* [Requirement] Transcribe the entries exactly. Omit the pictures.

* [Entries provided]
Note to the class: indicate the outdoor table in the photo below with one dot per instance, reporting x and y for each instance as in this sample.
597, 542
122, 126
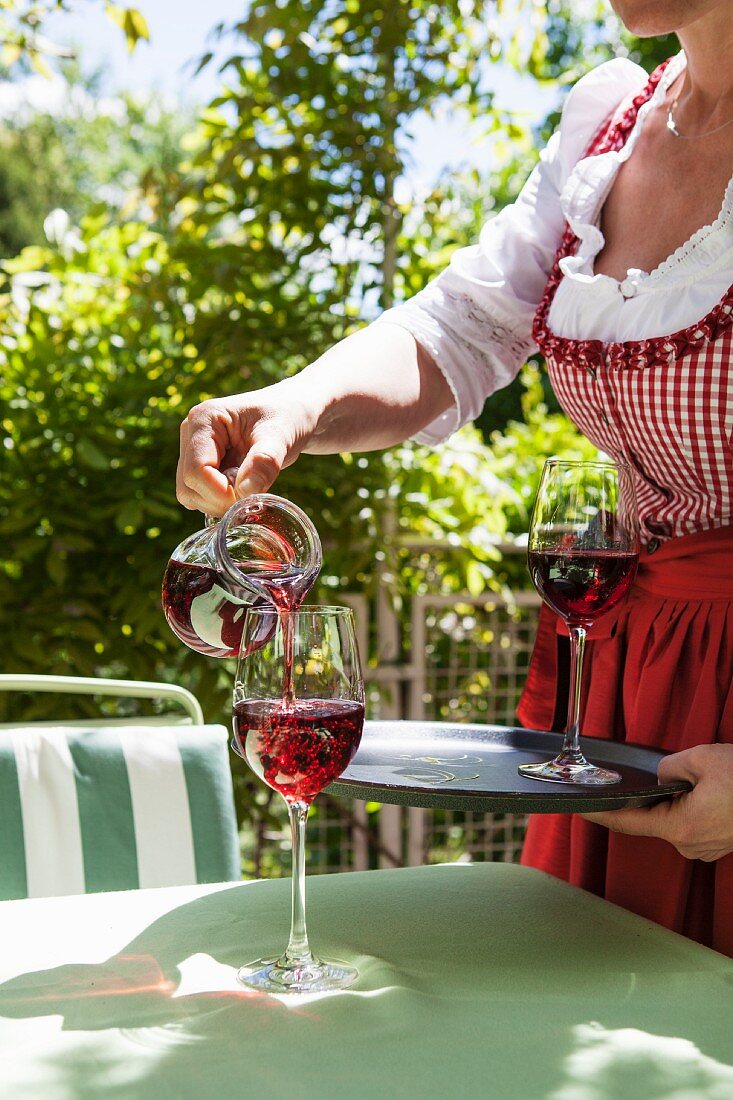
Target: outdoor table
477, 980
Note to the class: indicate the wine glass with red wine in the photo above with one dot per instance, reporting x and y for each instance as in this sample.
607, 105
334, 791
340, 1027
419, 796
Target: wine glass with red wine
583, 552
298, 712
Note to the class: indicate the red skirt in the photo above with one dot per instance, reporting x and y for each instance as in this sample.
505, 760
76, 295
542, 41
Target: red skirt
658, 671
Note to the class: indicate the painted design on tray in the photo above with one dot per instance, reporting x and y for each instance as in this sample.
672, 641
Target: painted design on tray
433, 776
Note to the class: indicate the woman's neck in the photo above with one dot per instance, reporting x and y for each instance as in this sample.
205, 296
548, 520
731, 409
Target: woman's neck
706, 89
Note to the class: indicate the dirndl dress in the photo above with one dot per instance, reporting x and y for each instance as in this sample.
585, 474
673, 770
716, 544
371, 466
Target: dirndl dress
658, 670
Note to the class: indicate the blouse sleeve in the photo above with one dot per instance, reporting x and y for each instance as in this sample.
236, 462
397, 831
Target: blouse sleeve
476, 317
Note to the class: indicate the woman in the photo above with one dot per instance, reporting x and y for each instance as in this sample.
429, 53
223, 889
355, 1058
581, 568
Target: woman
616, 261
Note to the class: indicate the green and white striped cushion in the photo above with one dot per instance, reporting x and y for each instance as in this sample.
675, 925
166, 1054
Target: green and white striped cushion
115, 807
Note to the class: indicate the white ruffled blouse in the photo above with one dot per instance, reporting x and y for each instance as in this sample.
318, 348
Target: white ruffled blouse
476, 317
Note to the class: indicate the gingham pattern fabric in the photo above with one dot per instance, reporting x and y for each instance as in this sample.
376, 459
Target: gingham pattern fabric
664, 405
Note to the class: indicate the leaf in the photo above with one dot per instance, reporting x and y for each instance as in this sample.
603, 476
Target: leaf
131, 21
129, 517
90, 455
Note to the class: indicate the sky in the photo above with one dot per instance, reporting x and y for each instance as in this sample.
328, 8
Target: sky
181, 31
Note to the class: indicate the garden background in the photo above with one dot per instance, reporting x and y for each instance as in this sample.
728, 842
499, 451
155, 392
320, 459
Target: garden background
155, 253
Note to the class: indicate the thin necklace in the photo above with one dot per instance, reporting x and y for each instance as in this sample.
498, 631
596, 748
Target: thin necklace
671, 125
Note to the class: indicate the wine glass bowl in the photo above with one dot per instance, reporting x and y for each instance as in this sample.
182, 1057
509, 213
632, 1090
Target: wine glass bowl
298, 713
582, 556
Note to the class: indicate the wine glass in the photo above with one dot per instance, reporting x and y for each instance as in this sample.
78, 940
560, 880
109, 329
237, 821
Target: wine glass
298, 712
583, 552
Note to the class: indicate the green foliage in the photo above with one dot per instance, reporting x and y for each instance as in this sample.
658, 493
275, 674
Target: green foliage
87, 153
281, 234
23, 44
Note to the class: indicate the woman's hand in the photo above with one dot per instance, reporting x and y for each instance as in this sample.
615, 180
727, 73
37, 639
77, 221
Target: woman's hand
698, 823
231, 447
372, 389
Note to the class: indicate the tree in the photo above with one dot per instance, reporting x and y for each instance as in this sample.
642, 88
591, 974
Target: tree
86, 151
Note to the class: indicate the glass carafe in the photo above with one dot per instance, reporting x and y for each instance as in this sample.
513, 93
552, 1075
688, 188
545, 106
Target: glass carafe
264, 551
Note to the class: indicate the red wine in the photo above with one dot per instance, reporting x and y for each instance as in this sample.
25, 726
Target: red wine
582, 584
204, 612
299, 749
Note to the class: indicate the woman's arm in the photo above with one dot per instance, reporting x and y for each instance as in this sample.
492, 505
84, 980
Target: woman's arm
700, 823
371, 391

* [Result below]
Note to the class: indicate the outdoor table in the photo below with one dot per instance, reporting x and y for each instance as in this sample.
597, 542
122, 126
Target: outdoor table
477, 980
Note to the class: indicate the wine glass with red wine in the photo above with one dot per instance, reporting x and y for each instance as in this sample.
607, 105
334, 791
340, 1027
419, 796
Target: wine glass with red wine
583, 552
298, 712
Note to the class: indicate the red skirt in the photo above with one dot per instance, reporting x and y for each instance as in this sample.
505, 760
76, 295
542, 41
Target: red skirt
658, 671
Note to the class: indicate the painted design on tray in the photo above with one dot per instance, reporting x and y for each instance as in this sample.
672, 641
Target: painted design on tray
433, 776
Note to the class: indicate the woman's neck in the photo above with one dot per instance, reporting x and y for each instance as in this sample.
205, 296
548, 520
731, 409
Target: woman's neck
706, 89
Note to the class: indicate the dirndl dress in the photo above with one dot per instance, reporting x and y for each instance as in this sample.
585, 474
673, 770
716, 544
371, 466
Target: dirndl dress
658, 670
Note to the class: indicate the blouse sleeve in the photo above with one dot per instance, reporting x and y for each instance as in this sample.
236, 462
397, 831
Target: blouse sleeve
476, 317
Note to the class: indicate the woman in the photo above with one dot per instance, reporting x and y for each instance as in this sample.
429, 53
223, 889
355, 1058
581, 568
Target: woman
616, 261
Note to the class: indicate the green and white striped cushion in the photo above with one dot per instance, reporting x and y for each instance as in this sample.
675, 925
166, 1054
Target: green and white striped cushion
115, 807
Note to the class: indicate the white ruffled blouse in the photo above with one dot per instance, reporting x and y for each instance as in this sample.
318, 348
Target: white ruffled blouse
476, 317
Note to the class: indicate the gingham pattern fabric in the photo above with one dot per instance, reporting x and y for each instance as in this sample.
376, 459
Target: gingham pattern fabric
664, 405
Note to the class: indicate the leaf in the photo above with one dot per instance, reporting x and y for each instance as in this sample.
603, 476
Target: leaf
131, 21
129, 517
90, 455
Note to the class: indicate the sky in the photo above with one dot per instance, reporting x and y for each instance as in this sample.
328, 8
Target: sky
181, 31
Note to the class: indicate the garden background in the photo above with one dot per instance, reporting x and y for each instance as in this sample.
728, 842
499, 451
155, 392
320, 459
Target: garden background
155, 253
Note to the class: indicate the thin necklace in the photo above with one dot per instance, reporting x and y for each instance as in this sample.
498, 631
596, 748
Target: thin necklace
671, 125
Note to the class: indicate the wine glass bowl in the photo above with one dot per instance, reporting x and y for each instance as in this sample.
182, 1057
509, 213
632, 1090
Target: wine glass bowl
298, 713
582, 556
Note to the class: indicate the wine glass in the photo above with one dot per instance, reporting x and y for each instance as in this sample.
78, 940
560, 880
109, 329
237, 821
Target: wine glass
298, 712
583, 552
Note to the class: indicate the green foliage in the photo above with one dot per instance, reporting x and y for each instance as in this sample.
658, 493
275, 674
Target: green foliage
87, 153
281, 234
23, 44
Note to the class: indicate the woman's hand in the photo above with one dot per instance, reporting x and y for each instance as in this sample.
615, 180
727, 73
37, 639
77, 221
Target: woman's hand
698, 823
231, 447
372, 389
Note to the class: indicate the tree in the photo above with one dot per instance, reporting x and y for each instance as in this sample.
642, 88
591, 974
Target: tree
86, 151
Note to the class: indicate the glass carafe in the photo above with one dot per instance, reporting x and y for each instance as in this sample.
513, 93
552, 1075
688, 188
545, 106
Target: glass carafe
264, 551
Note to the class: indicate the red wine in the photo above with one dot per instance, reporting x and y for each instance as in this sample.
25, 726
Target: red wine
582, 584
204, 612
299, 749
Note to the class: indicate the woman's arm in the photo above with one dot per instance, reporting x and y for each instance as in this sample.
492, 505
84, 980
Target: woman's arm
700, 823
371, 391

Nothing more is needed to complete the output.